What is asked - Copy out exactly each line from the line with "Task: annotate the flag pole." through the last line of the material below.

Coordinate labeling data
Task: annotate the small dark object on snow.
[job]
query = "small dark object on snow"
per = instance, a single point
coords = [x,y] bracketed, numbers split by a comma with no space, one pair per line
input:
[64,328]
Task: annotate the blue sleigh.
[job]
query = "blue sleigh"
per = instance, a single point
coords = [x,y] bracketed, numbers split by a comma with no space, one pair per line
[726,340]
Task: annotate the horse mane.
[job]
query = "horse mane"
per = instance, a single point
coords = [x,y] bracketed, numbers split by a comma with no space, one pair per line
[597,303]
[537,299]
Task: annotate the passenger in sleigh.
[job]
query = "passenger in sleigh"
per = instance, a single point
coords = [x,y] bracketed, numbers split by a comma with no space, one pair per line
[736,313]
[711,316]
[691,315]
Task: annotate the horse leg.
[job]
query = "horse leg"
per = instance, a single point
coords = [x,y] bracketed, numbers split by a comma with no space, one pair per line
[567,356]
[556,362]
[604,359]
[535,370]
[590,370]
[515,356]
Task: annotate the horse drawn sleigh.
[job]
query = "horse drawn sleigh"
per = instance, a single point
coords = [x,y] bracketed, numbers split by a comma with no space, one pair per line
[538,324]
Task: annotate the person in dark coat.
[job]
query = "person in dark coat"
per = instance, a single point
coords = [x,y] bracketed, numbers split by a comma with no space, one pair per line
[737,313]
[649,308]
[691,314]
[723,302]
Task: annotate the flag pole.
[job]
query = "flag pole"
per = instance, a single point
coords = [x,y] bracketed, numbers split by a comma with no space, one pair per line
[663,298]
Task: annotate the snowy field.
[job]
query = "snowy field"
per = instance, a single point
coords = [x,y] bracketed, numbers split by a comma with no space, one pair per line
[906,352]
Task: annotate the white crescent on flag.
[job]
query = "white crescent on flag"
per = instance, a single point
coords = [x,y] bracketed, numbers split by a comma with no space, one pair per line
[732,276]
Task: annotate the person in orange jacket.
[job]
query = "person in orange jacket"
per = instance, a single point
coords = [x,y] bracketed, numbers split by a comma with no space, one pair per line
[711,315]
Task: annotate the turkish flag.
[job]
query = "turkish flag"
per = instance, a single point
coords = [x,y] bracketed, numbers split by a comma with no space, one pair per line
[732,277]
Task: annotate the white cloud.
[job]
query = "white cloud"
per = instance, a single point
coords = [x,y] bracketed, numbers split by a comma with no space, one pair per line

Written solution -
Task: annotate the flag pole.
[job]
query = "flag pole"
per = instance, a single point
coords = [x,y] bracketed, numbers split by a comma with no space, one pair per line
[663,298]
Task: annotate the snowy field.
[job]
query = "snowy field"
per = instance, a single point
coords = [x,y] bracketed, numbers split by a comma with no space, one pair per line
[906,352]
Task: annotate the white crescent on flag.
[job]
query = "white crescent on flag"
per = instance, a single point
coords = [x,y] bracketed, numbers split by a comma with no space, one pair per line
[732,276]
Task: annotate the person in orange jacket.
[job]
query = "person in orange jacket"
per = instance, a single point
coords = [x,y] bracketed, numbers split by a comma with no space, one pair per line
[711,315]
Task: annotate the turkish flag.
[job]
query = "turkish flag"
per = instance, a single point
coords = [x,y] bracketed, numbers split by a comma with no space, one pair per line
[732,277]
Task: annotate the white cloud.
[job]
query = "white cloud"
per = instance, a single point
coords = [x,y] bracketed, numbers split by a comma with no space, one pair per line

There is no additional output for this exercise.